::: Provided text :::

Jeff Bercovici’s Play On: The New Science of Elite Performance at Any Age is an in-depth exploration of how elite athletes have managed to prolong their careers in recent years, transforming how our culture views fitness in the process. Through interviews with numerous sports scientists and athletes, Bercovici guides the reader through the latest scientific breakthroughs and training strategies that enable older athletes to not only maintain their competitive edge, but in many instances tower over their competitors. Play On has been met with wide acclaim—Publisher’s Weekly hailed it as “an energetic romp through sports gerontology” and four-time Olympian Shalane Flanagan singled it out as an “an utterly fascinating and entertaining blend of science and storytelling.” Brendan Dowling spoke with Bercovici via telephone on May 7th, 2018. Photo credit: Tony Conrad.

Can you talk about how your own personal experiences led you to studying elite athletes?

I got interested in this question because I’m an amateur athlete—a very average amateur athlete, but a very enthusiastic one. In my early thirties I started playing a lot of soccer with this adult league in Brooklyn. I was loving it.  It was the first time since I was a teenager that I was playing team sports in an organized way and pushing myself to get better. I was playing two or three times a week, practicing on my own, and it was really exciting. But it was also the first time that I discovered what it means to push yourself athletically when you’re in your thirties, when you’re a little older. My body was breaking down. I was just getting one injury after another. They kept getting worse and worse and finally I injured my back. I herniated two disks, and it resulted in this really rare nerve syndrome that required emergency surgery, otherwise I was going to start to have serious long-term consequences from it.

:::

**Task statement**
Can you answer these three questions from the Play On interview?
1. On what date did Brendan Dowling speak with Bercovici?
2. In what place was the adult soccer league that Bercovici joined in his early thirties?
3. How many disks did Bercovici herniate?
The data that follows is separate material, unrelated to the Play On interview.

::: Data section :::

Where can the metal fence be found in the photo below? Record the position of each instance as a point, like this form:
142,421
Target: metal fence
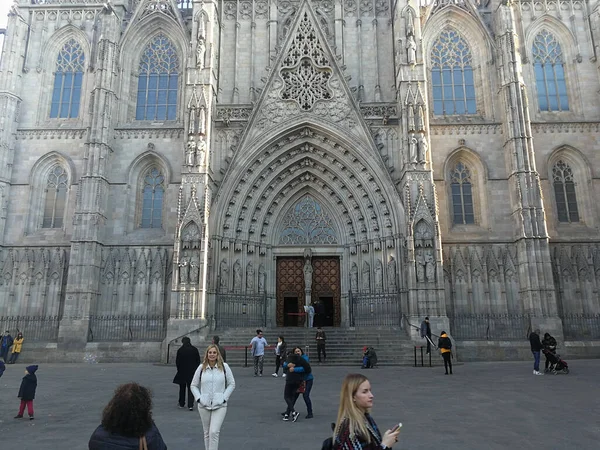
34,328
241,310
375,309
581,326
480,327
127,328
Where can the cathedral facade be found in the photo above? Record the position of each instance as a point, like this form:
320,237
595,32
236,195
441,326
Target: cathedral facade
175,164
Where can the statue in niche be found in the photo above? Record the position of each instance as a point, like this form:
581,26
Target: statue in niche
237,275
366,277
378,275
190,152
250,276
354,278
391,274
261,278
224,274
429,266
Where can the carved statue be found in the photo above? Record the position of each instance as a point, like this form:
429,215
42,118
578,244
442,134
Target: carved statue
354,278
224,274
250,276
261,278
237,275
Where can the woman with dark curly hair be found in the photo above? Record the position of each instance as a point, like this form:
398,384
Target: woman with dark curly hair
127,422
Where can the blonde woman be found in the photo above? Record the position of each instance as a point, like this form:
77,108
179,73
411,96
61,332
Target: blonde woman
212,385
355,428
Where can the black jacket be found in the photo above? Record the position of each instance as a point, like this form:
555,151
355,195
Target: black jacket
28,387
188,360
534,341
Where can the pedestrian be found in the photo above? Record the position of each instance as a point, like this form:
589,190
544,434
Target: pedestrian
445,346
5,344
258,344
426,333
17,346
27,392
536,348
216,340
308,382
187,361
294,379
280,355
321,338
212,386
127,422
355,428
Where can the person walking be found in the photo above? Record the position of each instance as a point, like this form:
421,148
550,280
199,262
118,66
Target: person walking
17,347
5,344
27,392
445,346
355,428
187,361
258,344
426,333
536,348
321,339
294,379
212,386
127,422
280,355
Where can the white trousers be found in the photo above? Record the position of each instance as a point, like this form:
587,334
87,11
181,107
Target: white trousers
211,423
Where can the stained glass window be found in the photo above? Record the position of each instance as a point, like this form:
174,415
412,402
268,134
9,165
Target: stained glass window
66,95
564,191
462,195
307,223
158,81
152,199
55,198
452,75
549,73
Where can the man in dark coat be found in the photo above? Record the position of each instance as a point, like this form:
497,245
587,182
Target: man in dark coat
187,361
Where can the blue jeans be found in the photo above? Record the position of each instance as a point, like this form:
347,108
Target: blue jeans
536,361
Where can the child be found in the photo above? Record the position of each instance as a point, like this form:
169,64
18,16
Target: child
27,392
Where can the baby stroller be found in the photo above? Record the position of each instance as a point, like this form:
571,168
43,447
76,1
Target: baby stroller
369,358
557,364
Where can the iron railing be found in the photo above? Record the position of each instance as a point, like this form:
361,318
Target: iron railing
129,328
34,328
480,327
375,309
241,310
581,326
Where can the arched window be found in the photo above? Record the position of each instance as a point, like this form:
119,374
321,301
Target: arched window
56,198
158,81
564,191
68,77
462,195
549,73
452,75
152,199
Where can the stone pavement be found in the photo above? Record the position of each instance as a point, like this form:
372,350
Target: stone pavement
483,405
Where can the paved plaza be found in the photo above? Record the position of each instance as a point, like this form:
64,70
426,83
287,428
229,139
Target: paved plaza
483,405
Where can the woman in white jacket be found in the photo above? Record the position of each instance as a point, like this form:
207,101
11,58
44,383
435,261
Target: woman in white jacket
212,385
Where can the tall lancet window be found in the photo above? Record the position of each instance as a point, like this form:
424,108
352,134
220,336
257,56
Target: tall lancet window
158,81
564,191
549,73
152,199
56,198
66,95
462,195
452,75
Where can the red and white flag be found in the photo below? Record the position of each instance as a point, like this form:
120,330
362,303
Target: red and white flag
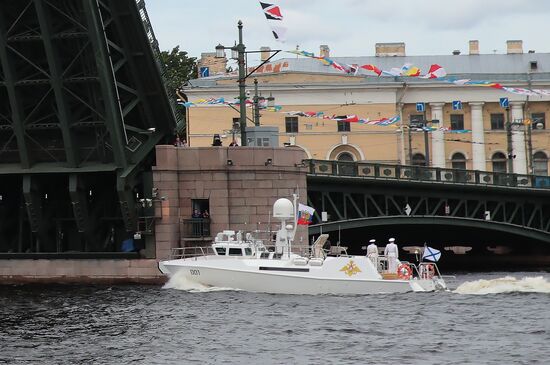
435,72
274,17
305,214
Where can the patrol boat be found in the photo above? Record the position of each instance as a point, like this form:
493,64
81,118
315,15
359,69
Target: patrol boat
240,261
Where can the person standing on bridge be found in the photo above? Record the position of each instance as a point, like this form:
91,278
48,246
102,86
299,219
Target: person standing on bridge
372,253
392,254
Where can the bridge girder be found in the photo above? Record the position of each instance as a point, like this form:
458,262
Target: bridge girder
353,202
82,99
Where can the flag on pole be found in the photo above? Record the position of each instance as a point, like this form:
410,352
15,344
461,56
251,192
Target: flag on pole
431,254
305,214
274,17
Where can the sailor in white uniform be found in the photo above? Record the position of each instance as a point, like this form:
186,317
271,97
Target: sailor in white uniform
392,253
372,252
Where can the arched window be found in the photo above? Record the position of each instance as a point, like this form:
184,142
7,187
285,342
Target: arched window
419,160
345,156
458,161
499,162
540,164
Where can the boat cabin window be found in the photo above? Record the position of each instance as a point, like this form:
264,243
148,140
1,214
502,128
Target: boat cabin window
235,252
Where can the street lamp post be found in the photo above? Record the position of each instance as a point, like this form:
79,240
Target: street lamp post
240,48
510,148
238,52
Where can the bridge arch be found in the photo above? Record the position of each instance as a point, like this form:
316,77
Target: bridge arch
340,149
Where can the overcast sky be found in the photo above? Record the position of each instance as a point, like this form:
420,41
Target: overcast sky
352,27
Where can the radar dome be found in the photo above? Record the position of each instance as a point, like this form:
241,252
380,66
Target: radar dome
283,208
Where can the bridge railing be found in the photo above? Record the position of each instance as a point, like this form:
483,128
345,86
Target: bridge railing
427,174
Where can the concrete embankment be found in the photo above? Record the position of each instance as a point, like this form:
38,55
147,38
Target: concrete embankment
85,271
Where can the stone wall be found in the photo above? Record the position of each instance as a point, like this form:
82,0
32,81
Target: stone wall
80,271
240,183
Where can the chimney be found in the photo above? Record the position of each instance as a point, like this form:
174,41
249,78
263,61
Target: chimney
474,47
390,49
324,51
514,47
265,53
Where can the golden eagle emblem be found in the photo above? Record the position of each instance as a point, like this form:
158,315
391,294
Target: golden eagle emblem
351,269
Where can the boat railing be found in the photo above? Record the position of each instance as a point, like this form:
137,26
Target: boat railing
190,252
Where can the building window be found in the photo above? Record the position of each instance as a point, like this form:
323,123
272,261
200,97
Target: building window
458,161
344,126
416,121
499,162
291,124
538,121
457,122
345,156
419,160
540,164
497,121
200,207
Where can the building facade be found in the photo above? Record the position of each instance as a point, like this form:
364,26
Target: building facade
476,133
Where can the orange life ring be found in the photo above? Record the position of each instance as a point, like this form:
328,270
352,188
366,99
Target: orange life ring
404,272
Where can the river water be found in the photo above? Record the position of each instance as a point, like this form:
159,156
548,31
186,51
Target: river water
496,318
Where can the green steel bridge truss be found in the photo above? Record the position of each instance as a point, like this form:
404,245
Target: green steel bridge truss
82,106
368,194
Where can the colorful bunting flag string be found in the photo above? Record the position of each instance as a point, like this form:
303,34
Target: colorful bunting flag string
275,19
436,72
311,114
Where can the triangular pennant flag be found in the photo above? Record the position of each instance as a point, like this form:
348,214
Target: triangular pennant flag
271,11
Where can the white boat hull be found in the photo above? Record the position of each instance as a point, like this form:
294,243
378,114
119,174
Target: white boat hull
283,277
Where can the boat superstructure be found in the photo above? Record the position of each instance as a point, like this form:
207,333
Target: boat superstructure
240,260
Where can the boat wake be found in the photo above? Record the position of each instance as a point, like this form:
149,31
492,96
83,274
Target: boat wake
508,284
180,282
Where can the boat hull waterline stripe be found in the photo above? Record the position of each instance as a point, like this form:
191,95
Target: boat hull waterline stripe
265,268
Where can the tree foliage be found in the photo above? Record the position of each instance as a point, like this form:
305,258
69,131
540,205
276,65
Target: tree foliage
178,67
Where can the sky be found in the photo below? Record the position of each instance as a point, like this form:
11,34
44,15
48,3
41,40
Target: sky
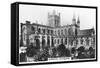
39,14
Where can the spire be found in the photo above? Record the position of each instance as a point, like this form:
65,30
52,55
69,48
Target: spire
54,12
78,20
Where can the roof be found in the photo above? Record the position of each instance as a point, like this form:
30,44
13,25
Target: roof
86,32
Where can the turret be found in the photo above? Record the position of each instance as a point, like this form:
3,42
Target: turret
74,20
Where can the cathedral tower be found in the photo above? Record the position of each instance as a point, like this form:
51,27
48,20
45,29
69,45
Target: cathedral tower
54,19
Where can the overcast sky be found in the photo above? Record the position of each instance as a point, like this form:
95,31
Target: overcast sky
38,13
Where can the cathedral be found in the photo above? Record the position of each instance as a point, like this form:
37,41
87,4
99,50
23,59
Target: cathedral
53,34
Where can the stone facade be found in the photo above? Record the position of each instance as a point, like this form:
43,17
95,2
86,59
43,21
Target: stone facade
54,34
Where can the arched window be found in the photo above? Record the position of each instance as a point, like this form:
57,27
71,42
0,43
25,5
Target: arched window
55,32
66,41
55,41
58,32
33,29
87,41
76,42
61,32
51,31
81,41
65,31
58,41
43,31
70,31
39,30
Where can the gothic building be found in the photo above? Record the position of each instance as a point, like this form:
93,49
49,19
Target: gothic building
53,34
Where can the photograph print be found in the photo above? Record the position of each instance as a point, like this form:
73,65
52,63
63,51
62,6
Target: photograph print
56,34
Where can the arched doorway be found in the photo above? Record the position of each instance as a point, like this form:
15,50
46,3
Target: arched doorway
38,43
43,43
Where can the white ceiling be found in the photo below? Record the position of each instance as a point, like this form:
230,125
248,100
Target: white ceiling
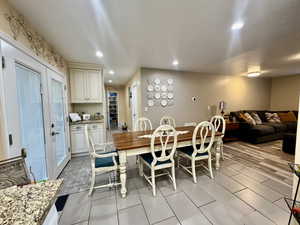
151,33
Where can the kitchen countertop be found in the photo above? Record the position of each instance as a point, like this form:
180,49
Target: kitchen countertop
28,205
86,122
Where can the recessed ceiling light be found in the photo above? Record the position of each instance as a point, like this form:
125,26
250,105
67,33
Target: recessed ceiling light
294,57
175,62
99,54
253,74
237,26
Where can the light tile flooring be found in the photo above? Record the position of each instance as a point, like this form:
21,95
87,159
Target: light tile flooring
239,194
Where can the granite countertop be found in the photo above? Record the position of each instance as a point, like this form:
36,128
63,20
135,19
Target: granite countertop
28,205
86,122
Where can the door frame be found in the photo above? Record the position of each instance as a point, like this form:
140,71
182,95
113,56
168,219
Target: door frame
12,56
53,75
4,127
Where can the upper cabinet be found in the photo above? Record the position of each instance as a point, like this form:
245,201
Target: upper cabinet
86,86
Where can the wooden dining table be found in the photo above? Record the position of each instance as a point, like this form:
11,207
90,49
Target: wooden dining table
133,144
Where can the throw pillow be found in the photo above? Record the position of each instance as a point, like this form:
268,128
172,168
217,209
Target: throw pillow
287,117
247,118
272,118
256,117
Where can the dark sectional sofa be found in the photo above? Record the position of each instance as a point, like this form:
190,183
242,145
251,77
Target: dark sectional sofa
266,131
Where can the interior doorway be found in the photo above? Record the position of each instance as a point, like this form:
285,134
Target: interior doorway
113,109
134,106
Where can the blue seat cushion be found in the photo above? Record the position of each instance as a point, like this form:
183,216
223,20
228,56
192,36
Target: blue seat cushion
149,159
105,162
189,151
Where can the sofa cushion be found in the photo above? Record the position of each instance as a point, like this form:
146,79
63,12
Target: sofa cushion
291,126
287,117
279,127
272,117
256,117
261,129
248,119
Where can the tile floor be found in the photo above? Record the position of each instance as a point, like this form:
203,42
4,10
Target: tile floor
239,194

:::

**Finished task**
1. May 7th, 2018
2. Brooklyn
3. Two